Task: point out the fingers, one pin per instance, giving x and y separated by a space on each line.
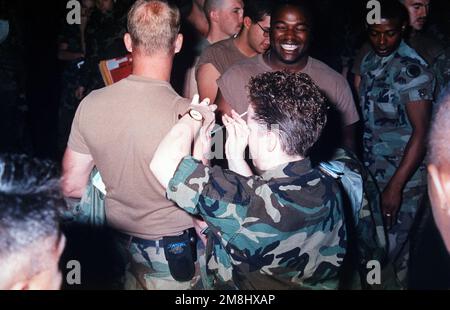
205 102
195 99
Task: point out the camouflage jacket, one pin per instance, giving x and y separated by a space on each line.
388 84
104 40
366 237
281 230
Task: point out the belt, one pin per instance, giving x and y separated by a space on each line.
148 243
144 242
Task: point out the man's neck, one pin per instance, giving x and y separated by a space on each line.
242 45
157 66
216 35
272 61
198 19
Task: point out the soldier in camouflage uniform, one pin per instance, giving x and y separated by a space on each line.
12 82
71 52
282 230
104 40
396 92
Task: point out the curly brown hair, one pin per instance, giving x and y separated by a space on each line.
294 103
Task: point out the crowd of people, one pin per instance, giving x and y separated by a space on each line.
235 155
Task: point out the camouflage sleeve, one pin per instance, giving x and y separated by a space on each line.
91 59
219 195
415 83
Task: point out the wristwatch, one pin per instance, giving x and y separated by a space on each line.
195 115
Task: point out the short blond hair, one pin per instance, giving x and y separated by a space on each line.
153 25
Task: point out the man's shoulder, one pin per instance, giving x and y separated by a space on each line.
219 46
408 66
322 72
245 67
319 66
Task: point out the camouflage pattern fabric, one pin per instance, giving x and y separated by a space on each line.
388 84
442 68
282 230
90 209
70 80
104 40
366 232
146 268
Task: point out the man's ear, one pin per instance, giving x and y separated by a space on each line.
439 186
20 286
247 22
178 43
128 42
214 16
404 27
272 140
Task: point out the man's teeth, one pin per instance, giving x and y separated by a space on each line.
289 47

========================================================================

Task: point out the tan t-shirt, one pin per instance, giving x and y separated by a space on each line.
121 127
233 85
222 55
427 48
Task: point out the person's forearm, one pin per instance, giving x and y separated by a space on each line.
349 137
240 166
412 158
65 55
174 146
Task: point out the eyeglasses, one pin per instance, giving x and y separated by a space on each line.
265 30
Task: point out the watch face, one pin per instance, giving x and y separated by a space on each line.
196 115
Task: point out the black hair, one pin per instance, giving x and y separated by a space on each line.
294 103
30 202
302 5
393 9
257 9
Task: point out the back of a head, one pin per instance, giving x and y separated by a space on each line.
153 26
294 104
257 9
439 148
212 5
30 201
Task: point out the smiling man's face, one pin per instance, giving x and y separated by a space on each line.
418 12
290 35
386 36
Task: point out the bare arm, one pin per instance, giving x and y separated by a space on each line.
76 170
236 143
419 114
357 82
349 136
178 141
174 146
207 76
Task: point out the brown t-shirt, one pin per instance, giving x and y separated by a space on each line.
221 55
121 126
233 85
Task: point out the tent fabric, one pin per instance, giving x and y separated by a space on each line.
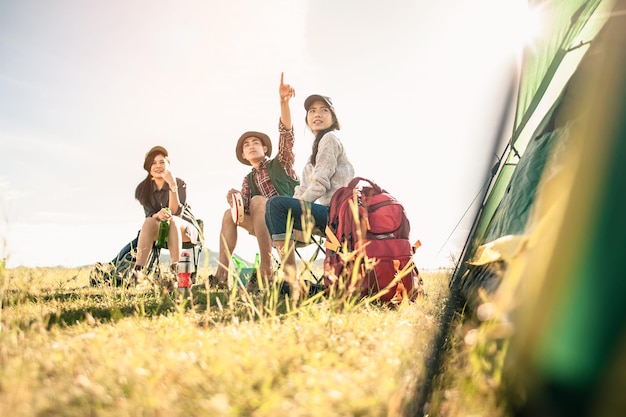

========================================================================

# [Required action]
Each line in the listing above from the one containing "Task: point out the back" through the one containing "Task: point out the tent" should be repeated exactly, and no other line.

# [Response to the exercise]
Task: point out the back of a head, one pin per instance, giving x and y separated by a space on each line.
153 26
294 104
257 9
439 148
212 5
30 201
Task: point out the smiling man's face, one pin per instance, giving x and y separated by a space on each line.
418 12
290 35
386 36
Task: point out the bare arm, one pin per instance, giving x and y separated by a space on each line.
76 170
236 143
419 114
357 82
349 136
178 141
174 146
207 76
Task: point out the brown t-shirt, one pin per instance, giving x and y separated by a space on each line.
221 55
121 126
233 85
Task: point out the tent fabric, one pin per instance, giving x and y separated by a space on each line.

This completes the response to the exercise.